> **Dataset records**
* * *
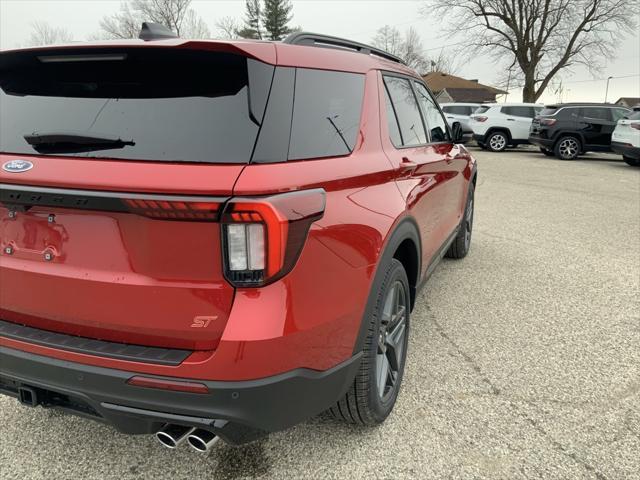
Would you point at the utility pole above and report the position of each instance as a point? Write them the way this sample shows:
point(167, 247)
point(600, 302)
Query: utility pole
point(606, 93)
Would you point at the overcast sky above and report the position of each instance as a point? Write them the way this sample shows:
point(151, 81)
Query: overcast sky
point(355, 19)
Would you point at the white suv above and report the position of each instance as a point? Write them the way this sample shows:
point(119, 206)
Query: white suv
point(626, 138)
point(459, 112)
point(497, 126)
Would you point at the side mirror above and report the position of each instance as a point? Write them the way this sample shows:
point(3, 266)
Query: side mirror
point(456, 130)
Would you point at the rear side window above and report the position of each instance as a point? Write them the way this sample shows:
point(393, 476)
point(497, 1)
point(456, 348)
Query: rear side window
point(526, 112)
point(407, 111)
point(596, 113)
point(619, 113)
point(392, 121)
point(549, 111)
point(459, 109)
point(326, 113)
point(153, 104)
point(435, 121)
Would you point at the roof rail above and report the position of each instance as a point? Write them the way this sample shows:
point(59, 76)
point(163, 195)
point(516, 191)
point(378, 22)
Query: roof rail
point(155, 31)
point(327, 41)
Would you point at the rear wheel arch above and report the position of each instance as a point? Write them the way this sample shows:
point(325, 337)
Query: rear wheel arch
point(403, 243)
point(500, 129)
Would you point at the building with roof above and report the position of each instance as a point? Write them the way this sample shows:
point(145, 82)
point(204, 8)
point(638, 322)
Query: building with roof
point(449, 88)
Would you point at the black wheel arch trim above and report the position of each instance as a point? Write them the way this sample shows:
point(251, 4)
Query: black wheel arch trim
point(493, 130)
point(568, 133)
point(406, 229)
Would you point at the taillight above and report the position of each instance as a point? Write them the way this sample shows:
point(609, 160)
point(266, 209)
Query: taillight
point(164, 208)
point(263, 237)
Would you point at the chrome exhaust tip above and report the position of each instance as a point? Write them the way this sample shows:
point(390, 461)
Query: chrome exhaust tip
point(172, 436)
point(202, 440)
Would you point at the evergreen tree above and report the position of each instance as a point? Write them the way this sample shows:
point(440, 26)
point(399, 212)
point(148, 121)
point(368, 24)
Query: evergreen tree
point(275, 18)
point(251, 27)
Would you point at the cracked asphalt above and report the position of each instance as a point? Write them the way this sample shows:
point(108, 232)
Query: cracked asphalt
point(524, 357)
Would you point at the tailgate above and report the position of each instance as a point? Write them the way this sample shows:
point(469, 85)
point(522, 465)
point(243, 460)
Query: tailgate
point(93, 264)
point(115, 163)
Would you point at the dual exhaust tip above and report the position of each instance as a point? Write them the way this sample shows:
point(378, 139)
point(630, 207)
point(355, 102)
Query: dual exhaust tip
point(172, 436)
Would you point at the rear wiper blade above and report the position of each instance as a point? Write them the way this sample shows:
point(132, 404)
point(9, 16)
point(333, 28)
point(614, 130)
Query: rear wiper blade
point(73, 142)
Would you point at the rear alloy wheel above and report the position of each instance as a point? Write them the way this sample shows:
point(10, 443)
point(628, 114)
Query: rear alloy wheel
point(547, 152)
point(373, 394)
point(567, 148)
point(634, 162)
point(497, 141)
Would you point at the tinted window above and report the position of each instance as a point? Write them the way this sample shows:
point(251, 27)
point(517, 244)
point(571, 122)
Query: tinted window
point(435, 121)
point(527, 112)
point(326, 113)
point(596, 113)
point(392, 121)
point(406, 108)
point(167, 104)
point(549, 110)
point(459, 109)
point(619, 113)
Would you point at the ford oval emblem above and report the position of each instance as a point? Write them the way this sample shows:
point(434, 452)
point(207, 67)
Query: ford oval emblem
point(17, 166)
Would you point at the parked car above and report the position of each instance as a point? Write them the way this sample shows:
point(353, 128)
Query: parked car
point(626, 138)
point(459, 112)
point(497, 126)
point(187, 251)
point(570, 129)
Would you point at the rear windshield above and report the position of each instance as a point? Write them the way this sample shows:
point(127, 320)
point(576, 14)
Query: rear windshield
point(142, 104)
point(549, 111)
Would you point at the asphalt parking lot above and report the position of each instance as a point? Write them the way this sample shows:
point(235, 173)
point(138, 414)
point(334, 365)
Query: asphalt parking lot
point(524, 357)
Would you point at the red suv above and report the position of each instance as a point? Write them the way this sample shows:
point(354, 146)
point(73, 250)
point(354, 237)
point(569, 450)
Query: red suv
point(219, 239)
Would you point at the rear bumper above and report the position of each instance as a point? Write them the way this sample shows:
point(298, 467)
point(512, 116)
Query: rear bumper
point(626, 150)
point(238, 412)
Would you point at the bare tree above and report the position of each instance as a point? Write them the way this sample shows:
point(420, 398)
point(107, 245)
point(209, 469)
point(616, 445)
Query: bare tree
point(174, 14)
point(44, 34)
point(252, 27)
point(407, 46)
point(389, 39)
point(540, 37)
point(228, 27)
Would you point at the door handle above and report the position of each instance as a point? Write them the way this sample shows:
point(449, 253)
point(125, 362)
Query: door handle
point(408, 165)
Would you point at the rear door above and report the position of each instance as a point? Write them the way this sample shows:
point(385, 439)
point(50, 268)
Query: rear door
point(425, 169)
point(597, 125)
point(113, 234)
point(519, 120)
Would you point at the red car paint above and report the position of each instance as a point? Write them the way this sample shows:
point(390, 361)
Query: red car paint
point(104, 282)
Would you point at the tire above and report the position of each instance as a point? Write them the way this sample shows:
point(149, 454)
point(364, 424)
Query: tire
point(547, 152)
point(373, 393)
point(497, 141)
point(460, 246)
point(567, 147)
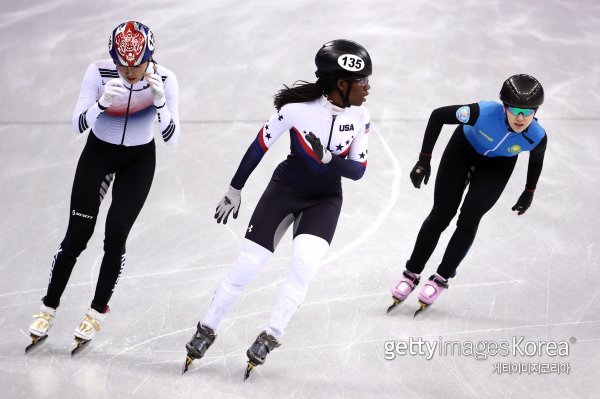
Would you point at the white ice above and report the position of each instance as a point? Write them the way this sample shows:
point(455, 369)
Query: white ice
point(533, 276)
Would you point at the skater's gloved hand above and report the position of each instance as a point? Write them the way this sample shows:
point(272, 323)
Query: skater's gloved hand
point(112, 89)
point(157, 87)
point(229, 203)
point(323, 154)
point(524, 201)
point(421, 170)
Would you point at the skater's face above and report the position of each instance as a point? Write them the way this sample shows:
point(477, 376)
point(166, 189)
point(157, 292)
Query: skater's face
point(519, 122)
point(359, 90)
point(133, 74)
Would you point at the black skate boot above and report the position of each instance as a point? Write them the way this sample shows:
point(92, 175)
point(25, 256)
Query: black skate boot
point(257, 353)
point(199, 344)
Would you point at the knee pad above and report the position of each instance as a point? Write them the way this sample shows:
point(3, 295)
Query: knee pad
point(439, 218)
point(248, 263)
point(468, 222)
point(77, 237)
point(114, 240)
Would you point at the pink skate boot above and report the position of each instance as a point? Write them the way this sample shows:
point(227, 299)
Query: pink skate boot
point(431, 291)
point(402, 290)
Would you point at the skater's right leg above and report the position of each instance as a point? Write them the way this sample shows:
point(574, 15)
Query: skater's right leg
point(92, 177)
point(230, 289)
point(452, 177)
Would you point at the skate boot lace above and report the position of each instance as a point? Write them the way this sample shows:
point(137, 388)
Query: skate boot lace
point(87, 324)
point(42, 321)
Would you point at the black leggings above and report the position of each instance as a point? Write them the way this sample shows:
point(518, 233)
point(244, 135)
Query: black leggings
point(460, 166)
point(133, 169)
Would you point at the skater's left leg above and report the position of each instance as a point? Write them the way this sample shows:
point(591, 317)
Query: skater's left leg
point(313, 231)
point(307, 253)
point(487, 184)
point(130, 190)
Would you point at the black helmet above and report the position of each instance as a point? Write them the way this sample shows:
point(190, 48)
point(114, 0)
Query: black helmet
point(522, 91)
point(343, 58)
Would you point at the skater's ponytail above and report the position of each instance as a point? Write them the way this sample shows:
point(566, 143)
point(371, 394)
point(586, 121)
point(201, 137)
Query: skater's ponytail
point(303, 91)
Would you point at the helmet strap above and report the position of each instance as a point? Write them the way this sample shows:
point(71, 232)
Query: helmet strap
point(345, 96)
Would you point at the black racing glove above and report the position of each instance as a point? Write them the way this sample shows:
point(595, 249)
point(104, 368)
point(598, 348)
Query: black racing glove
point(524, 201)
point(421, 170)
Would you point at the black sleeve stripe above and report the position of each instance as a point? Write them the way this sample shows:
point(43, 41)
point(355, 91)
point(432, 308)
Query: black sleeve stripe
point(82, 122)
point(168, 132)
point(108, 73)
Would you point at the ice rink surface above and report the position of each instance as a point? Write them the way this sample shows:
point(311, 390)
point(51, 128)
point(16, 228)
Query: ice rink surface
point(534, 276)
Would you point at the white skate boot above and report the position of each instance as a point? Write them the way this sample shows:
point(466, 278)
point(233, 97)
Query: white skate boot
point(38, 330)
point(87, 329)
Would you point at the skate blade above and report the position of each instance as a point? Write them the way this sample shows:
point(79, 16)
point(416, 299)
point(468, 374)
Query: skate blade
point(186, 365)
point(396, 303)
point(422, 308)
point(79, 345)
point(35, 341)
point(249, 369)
* * *
Please copy out the part of the records that opens at their start and closes with the line containing "point(456, 130)", with both ends included and the pictures omitted from your output.

> **The completed task**
Would you point at the utility pole above and report the position of each instance as a point? Write them the way this sample shows:
point(167, 247)
point(600, 302)
Query: utility pole
point(606, 93)
Would you point at the overcast sky above and report the position of each instance as a point? Write them the way this sample shows:
point(151, 81)
Query: overcast sky
point(355, 19)
Would you point at the white suv above and report the position of each instance as a point? Write them the way this sample shows:
point(119, 206)
Query: white suv
point(626, 138)
point(459, 112)
point(497, 126)
Would you point at the side mirror above and report the position of each instance as a point? Write them the way this sample shows:
point(3, 266)
Query: side mirror
point(456, 130)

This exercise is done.